Document
## Start

Source: Fire Pit & Patio Project - Imgur

Step 1

I first measured and marked the layout for the patio fire pit. This is where the pool was for several years.

Step 2

I made a homemade water level, which does the same thing as an expensive laser level, but this one was built with scraps.

Step 3

Let the digging begin! I dug down 7 to 9 inches, depending on the level of the sod.
I then dumped crushed stone in the area, then leveled and compacted it so the depth of stone averaged about 5 inches.
For the next layer, I added 1 to 2 inches of sand.

Step 4

I then divided the area up like a pie and leveled one section at a time. The level of the sand determines the final level of the patio, so getting it right was very important.

Step 5

I ran string from stake to stake on the level lines I made earlier. I then set a steel pipe in the sand under the string and shifted it up or down to the level I needed. After tamping down the sand, I used a board to screed the excess sand from the top.

Step 6

Once the sand was leveled, the fire pit was ready for pavers. I used about 700 pavers. First, I started with the fire pit stones, and then I added a ring of pavers. I was careful to make sure they were laid in a true circle. Note that the center stake has been replaced with pipe so that a guide string can rotate freely around it.

Step 7

I continued outward, laying the pavers and leveling the outer edge by hand. I quickly learned that you must check the angle of every single paver to be sure it has the right orientation.
Next, I brushed some sand into the cracks to keep them from moving too much during the next few steps.

Step 8

I placed edging around the outside, and then leveled up the fire pit. Then, I glued the center pavers together. The fire pit blocks were about $1.50 each.

Step 9

I hosed out a lot of the coarse sand that was between the pavers, making room for the good stuff. I then applied a very fine paver-locking (polymeric) sand. It has a flexible glue that is activated by moisture, which lasts several years. I used the same stuff on a patio in the front of my house about 4 years ago, and it's very resistant to weed growth & washout.

Step 10

Four weeks and about $1,200 later, we had our new fire pit & patio! The patio itself only cost about $800, but the patio furniture and plants were about $400.

## End

Exercise task 1
Pick out each line of the entries that contains the word "bush".
The patio guide has no connection to the entries that come next.

Data for this exercise
## Start

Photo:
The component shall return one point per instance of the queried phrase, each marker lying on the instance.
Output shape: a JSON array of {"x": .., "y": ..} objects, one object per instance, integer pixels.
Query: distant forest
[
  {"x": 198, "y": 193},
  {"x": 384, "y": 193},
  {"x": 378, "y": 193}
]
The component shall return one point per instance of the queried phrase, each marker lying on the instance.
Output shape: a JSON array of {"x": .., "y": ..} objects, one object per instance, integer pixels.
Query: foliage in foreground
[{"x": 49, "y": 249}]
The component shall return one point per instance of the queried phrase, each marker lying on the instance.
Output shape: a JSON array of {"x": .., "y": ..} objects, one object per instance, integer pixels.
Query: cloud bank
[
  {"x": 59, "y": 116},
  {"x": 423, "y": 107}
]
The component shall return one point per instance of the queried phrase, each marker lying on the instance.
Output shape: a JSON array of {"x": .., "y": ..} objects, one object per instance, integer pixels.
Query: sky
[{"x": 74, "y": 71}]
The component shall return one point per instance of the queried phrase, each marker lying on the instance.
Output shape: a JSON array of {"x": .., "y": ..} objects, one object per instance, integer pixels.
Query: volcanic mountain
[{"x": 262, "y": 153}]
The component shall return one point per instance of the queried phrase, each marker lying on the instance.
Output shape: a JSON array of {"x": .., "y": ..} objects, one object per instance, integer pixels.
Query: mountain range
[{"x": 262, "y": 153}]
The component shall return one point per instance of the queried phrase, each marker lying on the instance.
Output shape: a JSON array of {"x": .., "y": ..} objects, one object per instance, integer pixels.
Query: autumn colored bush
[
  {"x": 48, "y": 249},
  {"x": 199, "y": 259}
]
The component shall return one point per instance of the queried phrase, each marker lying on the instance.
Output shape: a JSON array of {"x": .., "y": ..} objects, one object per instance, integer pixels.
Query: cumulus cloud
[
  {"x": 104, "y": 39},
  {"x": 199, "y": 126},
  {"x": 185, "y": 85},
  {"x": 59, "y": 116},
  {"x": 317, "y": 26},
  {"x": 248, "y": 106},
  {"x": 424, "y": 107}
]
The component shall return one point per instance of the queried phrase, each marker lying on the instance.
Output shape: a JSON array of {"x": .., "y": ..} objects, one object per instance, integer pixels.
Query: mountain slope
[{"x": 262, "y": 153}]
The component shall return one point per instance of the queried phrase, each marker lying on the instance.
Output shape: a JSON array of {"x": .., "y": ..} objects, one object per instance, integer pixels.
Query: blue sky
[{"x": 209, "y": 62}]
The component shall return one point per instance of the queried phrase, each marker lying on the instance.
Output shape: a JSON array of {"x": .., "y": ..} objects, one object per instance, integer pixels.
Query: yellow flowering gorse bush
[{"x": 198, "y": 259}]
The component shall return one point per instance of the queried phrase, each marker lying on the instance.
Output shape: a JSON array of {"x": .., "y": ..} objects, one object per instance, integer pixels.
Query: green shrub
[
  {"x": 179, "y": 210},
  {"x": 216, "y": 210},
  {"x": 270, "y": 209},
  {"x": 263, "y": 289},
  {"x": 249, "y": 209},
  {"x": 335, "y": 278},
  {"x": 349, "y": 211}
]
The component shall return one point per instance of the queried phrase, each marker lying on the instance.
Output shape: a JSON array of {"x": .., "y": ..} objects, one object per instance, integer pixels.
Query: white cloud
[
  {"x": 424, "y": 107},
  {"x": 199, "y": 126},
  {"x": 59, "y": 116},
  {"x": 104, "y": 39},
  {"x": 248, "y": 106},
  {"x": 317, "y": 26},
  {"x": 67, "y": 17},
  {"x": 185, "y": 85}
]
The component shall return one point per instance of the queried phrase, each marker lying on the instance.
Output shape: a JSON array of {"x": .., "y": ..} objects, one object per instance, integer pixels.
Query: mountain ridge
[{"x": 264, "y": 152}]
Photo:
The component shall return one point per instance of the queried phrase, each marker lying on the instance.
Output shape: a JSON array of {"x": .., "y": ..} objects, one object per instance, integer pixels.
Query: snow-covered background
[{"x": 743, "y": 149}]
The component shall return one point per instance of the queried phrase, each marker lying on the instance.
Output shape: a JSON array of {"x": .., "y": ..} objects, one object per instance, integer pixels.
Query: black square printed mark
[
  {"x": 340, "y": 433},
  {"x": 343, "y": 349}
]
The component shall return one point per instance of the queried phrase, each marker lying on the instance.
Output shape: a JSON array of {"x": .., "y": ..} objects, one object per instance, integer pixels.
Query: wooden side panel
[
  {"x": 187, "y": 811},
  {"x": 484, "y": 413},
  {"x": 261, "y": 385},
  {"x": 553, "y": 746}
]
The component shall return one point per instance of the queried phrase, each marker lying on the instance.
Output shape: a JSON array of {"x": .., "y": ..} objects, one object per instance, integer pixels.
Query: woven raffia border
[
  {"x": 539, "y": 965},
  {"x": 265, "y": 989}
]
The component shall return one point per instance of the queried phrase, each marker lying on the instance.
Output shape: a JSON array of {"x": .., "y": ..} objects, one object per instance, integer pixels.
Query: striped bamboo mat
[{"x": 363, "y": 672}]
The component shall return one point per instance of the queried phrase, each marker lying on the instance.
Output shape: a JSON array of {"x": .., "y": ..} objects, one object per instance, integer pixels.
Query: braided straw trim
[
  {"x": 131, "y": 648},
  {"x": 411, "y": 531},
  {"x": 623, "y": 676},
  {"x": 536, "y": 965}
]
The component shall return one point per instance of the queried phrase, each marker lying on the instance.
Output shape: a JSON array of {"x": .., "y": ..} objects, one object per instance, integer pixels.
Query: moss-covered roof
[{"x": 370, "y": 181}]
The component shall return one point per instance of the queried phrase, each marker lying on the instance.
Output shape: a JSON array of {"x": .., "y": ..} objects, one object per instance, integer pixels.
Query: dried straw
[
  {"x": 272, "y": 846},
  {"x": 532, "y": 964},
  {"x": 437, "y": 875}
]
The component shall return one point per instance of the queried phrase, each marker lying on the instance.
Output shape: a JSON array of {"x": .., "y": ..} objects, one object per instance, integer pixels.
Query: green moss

## End

Exercise task 2
Output the full patio guide from above, word for word.

Correct response 1
Query: autumn colored bush
Query: yellow flowering gorse bush

Correct response 2
Source: Fire Pit & Patio Project - Imgur

Step 1

I first measured and marked the layout for the patio fire pit. This is where the pool was for several years.

Step 2

I made a homemade water level, which does the same thing as an expensive laser level, but this one was built with scraps.

Step 3

Let the digging begin! I dug down 7 to 9 inches, depending on the level of the sod.
I then dumped crushed stone in the area, then leveled and compacted it so the depth of stone averaged about 5 inches.
For the next layer, I added 1 to 2 inches of sand.

Step 4

I then divided the area up like a pie and leveled one section at a time. The level of the sand determines the final level of the patio, so getting it right was very important.

Step 5

I ran string from stake to stake on the level lines I made earlier. I then set a steel pipe in the sand under the string and shifted it up or down to the level I needed. After tamping down the sand, I used a board to screed the excess sand from the top.

Step 6

Once the sand was leveled, the fire pit was ready for pavers. I used about 700 pavers. First, I started with the fire pit stones, and then I added a ring of pavers. I was careful to make sure they were laid in a true circle. Note that the center stake has been replaced with pipe so that a guide string can rotate freely around it.

Step 7

I continued outward, laying the pavers and leveling the outer edge by hand. I quickly learned that you must check the angle of every single paver to be sure it has the right orientation.
Next, I brushed some sand into the cracks to keep them from moving too much during the next few steps.

Step 8

I placed edging around the outside, and then leveled up the fire pit. Then, I glued the center pavers together. The fire pit blocks were about $1.50 each.

Step 9

I hosed out a lot of the coarse sand that was between the pavers, making room for the good stuff. I then applied a very fine paver-locking (polymeric) sand. It has a flexible glue that is activated by moisture, which lasts several years. I used the same stuff on a patio in the front of my house about 4 years ago, and it's very resistant to weed growth & washout.

Step 10

Four weeks and about $1,200 later, we had our new fire pit & patio! The patio itself only cost about $800, but the patio furniture and plants were about $400.